Les investigations se poursuivent mais aucun suspect ne peut être désigné. Les frontières du pays sont cloisonnées, les trains et bateaux en partance de France pour l'étranger sont même fouillés par la police.
Une semaine après le vol, le Petit Parisien reçoit dans ses locaux un personnage fantasque: Géry Pieret, l'ancien secrétaire et ami du poète Guillaume Apollinaire. Il vend au journal une statuette qu'il affirme avoir volée dans la salle des antiquités ibériques, pour 250 francs de l'époque.
Sauf que Géry Pieret n'en était pas à son coup d'essai. En 1907, quatre ans avant le vol de La Joconde, il avait déjà dérobé deux statuettes dans la même salle des antiquités ibériques, qu'il avait tenté de vendre à Guillaume Apollinaire. Devant son refus, il s'était tourné vers le peintre Pablo Picasso, qui en avait fait l'acquisition.
Apollonaire et Picasso, lorsqu'ils apprennent la nouvelle, se déplacent au Petit Journal pour rendre les deux statuettes et sont ensuite interpellés par la police, qui fait le lien avec le vol de La Joconde. S'ils mettent en avant leur bonne foi, Guillaume Apollinaire est tout de même incarcéré six jours à la prison de la Santé, accusé du recel.
La piste de Géry Pieret refroidit lorsque ce dernier prend la fuite. Il est tout de même condamné par contumace en février 1912 à 10 ans de prison. Capturé au Caire en décembre, il est assigné à résidence et acquitté lorsque la vérité éclate, selon le site internet de l'Institut national d'histoire de l'art.
L'œuvre n'avait presque jamais quitté Paris
Car toutes ces pistes se sont avérées fausses. Le 10 décembre 1913, plus de 2 ans après le cambriolage, La Joconde réapparaît enfin après le signalement d'Alfredo Geri, propriétaire d'une galerie d'art à Florence. Celui-ci a reçu une proposition d'un homme pour la lui vendre.

--*--

Consignes de l'exercice |
a: Résumez en trois phrases le texte sur le vol de La Joconde.
b: Poursuivez le texte sur le vol de La Joconde à partir de sa dernière phrase.

Données |
--*--

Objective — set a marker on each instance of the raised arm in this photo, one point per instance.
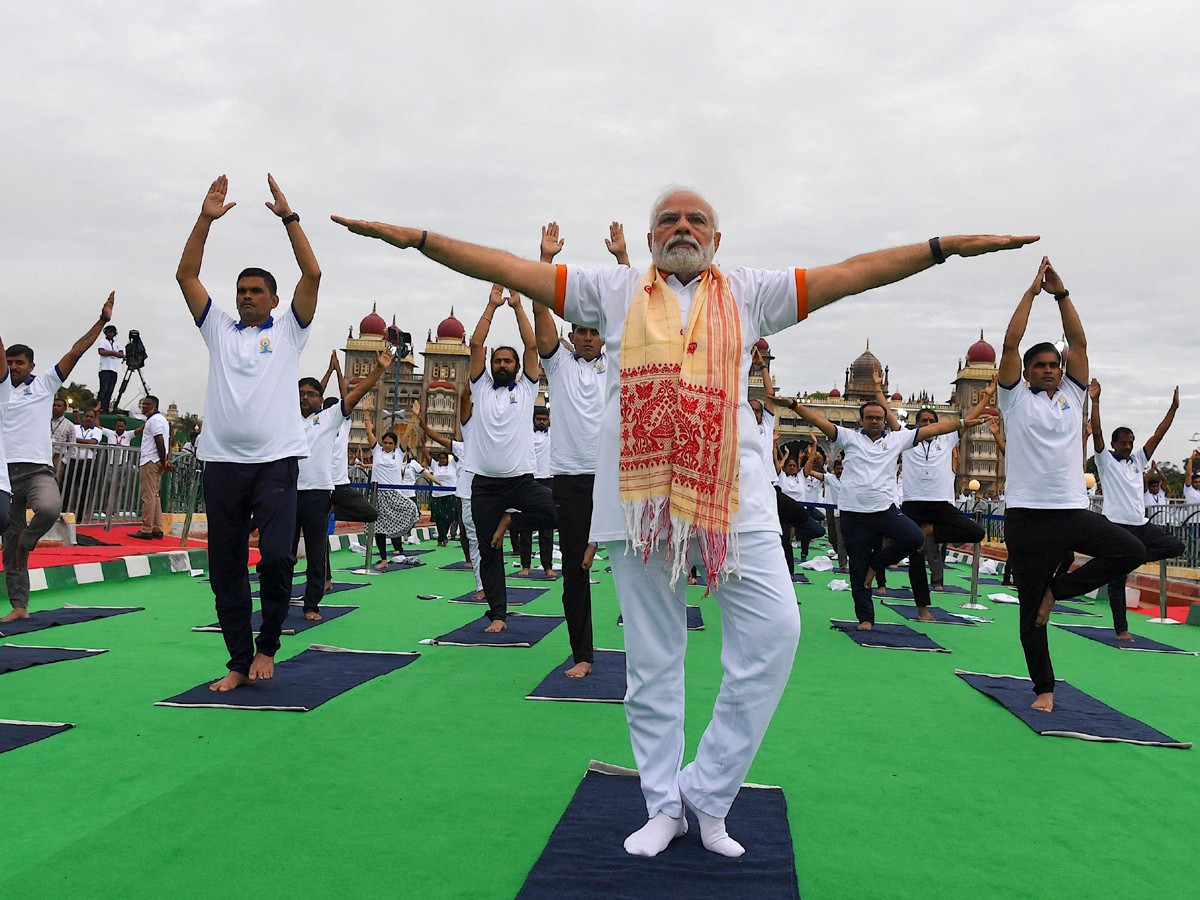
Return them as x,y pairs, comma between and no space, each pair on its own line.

--*--

Résultats |
a: Après le vol de La Joconde, l'enquête ne permet de désigner aucun suspect, malgré la fouille des trains et des bateaux qui quittent la France. Une semaine plus tard, Géry Pieret, ancien secrétaire de Guillaume Apollinaire, vend au Petit Parisien une statuette volée dans la salle des antiquités ibériques ; Apollinaire et Picasso rendent ensuite deux statuettes qu'il avait dérobées en 1907, et Apollinaire passe six jours en prison, accusé de recel. Toutes ces pistes se révèlent fausses, et La Joconde réapparaît le 10 décembre 1913 grâce au signalement d'Alfredo Geri, propriétaire d'une galerie d'art à Florence.

b:
Cet individu se nomme Vincenzo Peruggia, un vitrier italien qui avait travaillé au Louvre et avait même mis le portrait de Mona Lisa sous verre. À la police, il révèle avoir caché la toile dans son appartement situé rue de l'Hôpital Saint-Louis, dans le Xe arrondissement de Paris. L'œuvre de Léonard de Vinci n'avait franchi la frontière que pour aller à Florence, avant que Vincenzo Peruggia ne se fasse arrêter.
Authentifié par Giovanni Poggi, le directeur de la galerie des Offices de Florence, La Joconde fait le tour de l'Italie avant d'être rendu à la France en 1914. Durant son procès, Vincenzo Peruggia assure avoir agi par patriotisme en voulant rendre le tableau à son pays d'origine. Il est condamné à un an de prison pour son acte, une peine réduite ensuite à sept petits mois.
Pendant ce temps, l'aura et la popularité de la peinture n'ont cessé de croître, grâce à une exposition médiatique permanente. Victime plusieurs fois d'attaque, La Joconde est aujourd'hui protégée par une vitrine spéciale de quatre mètres de haut sur deux mètres de large.